→ **YOUR GOAL**:
The answer is all of the entries below, repeated exactly and free of pictures.

Referring expression pointing data
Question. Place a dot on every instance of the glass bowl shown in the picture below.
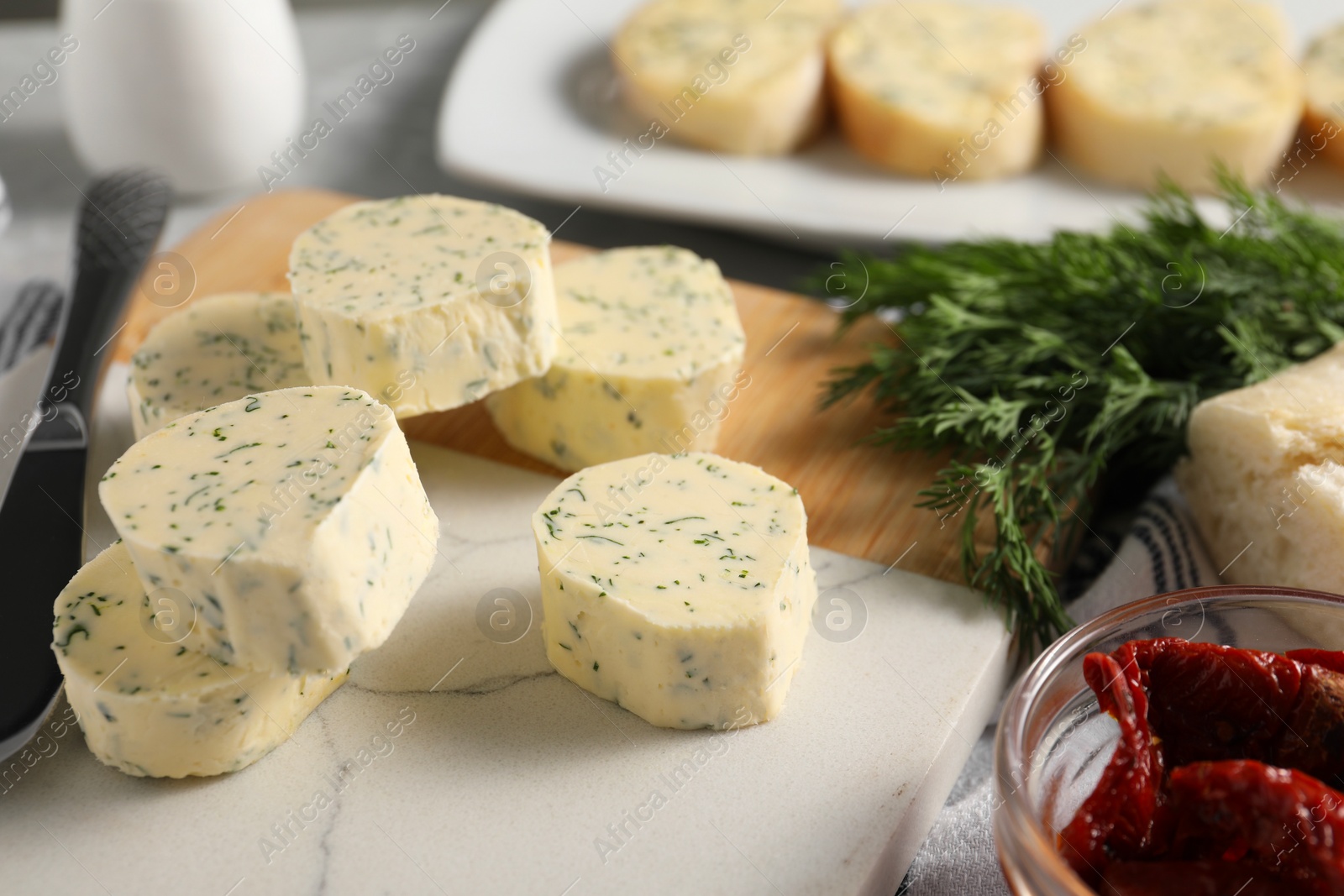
(1053, 743)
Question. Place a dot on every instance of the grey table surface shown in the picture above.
(385, 149)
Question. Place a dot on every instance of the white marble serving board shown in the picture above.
(510, 779)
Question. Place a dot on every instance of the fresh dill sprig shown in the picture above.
(1043, 369)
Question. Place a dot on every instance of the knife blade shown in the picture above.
(42, 516)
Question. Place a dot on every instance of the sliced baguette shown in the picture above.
(941, 90)
(732, 76)
(1175, 86)
(1324, 120)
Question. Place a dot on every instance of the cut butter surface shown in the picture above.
(213, 351)
(293, 520)
(649, 359)
(1265, 477)
(941, 89)
(152, 707)
(1324, 123)
(676, 586)
(427, 302)
(734, 76)
(1175, 86)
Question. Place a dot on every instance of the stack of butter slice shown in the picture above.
(215, 349)
(649, 360)
(266, 543)
(427, 302)
(676, 586)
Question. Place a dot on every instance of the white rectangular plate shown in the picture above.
(510, 779)
(533, 107)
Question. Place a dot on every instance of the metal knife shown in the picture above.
(42, 516)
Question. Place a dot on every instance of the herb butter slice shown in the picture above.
(151, 707)
(1175, 86)
(732, 76)
(293, 520)
(427, 302)
(213, 351)
(649, 360)
(676, 586)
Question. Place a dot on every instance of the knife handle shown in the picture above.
(120, 222)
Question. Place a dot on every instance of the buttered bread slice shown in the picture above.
(151, 705)
(649, 362)
(1265, 477)
(1175, 87)
(215, 349)
(293, 520)
(1324, 120)
(425, 302)
(734, 76)
(941, 89)
(678, 587)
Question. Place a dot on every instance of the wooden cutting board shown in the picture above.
(859, 497)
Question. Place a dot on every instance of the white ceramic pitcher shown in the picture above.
(203, 90)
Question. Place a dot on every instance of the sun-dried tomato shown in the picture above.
(1221, 781)
(1281, 820)
(1116, 821)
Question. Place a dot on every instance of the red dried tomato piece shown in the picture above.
(1283, 820)
(1332, 660)
(1116, 821)
(1209, 701)
(1194, 879)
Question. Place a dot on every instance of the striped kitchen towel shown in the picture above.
(1159, 551)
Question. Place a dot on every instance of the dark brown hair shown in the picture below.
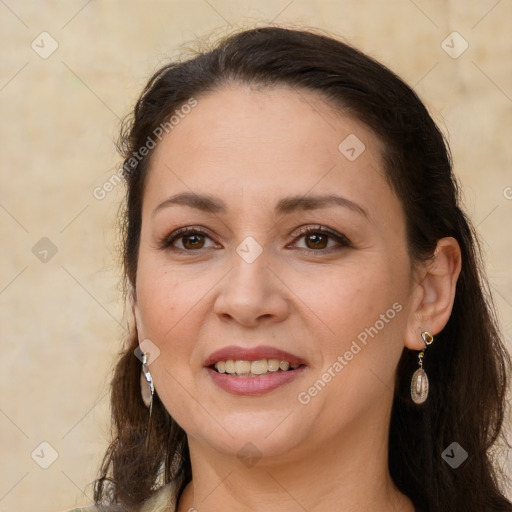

→ **ANSWER SPACE**:
Question. Place a dot on every instance of the glass bowl shown in the picture below.
(1053, 743)
Question. Place a dot on every instance of the grey table surface shown in the picture above.
(385, 149)
Question. Place a dot on every instance of the white marble serving board shown in the picture above.
(510, 779)
Question. Place a dot on every instance of the fresh dill sprig shown in the picture above.
(1043, 369)
Question. Place a dot on every instance of the knife blade shown in the picture above.
(42, 516)
Question. Place a dot on every instance of the sliced baguette shown in the picture above.
(941, 90)
(732, 76)
(1175, 86)
(1324, 120)
Question. Place a dot on every instance of the cut butter surface shown in the picture above.
(213, 351)
(293, 520)
(649, 359)
(1265, 477)
(941, 89)
(152, 707)
(1324, 123)
(676, 586)
(427, 302)
(734, 76)
(1175, 86)
Question. Place a dot on every instance of the stack of butter slice shown in the picture above.
(215, 349)
(649, 360)
(266, 543)
(427, 302)
(676, 586)
Question. Place a dot on every instance of the white rectangular plate shown in the picture above.
(510, 779)
(533, 107)
Question. Place a dot on every instance of the metal knife shown in the picture above.
(42, 516)
Question. Place a dot on every instance of the herb butter slice shown in the picture above.
(151, 707)
(1175, 86)
(732, 76)
(293, 520)
(427, 302)
(213, 351)
(649, 360)
(676, 586)
Question. Place a dot on every instance of the knife handle shown in the picture above.
(120, 222)
Question. Place a dot on every instance of the buttered bread slice shown in the picture above.
(151, 705)
(649, 362)
(1265, 477)
(1175, 87)
(215, 349)
(293, 520)
(1324, 120)
(425, 302)
(734, 76)
(941, 89)
(678, 587)
Question. Place a dot on every instance of the wooden cutting board shown in the picture above.
(859, 497)
Question. Place a dot on every instance of the white ceramic pitcher shown in the picture above.
(203, 90)
Question. Place a dot on every instance of the sun-dried tomato shown in the picture above.
(1221, 781)
(1281, 820)
(1116, 821)
Question. Place a dot on every instance of the red dried tomato piece shown in the picture above.
(1283, 820)
(1332, 660)
(1116, 821)
(1209, 701)
(1194, 879)
Question. Place a dot on every instance of the striped kitchen towel shown in the picture above.
(1159, 551)
Question. Place a dot on every instance of the dark brown hair shown in the picture below.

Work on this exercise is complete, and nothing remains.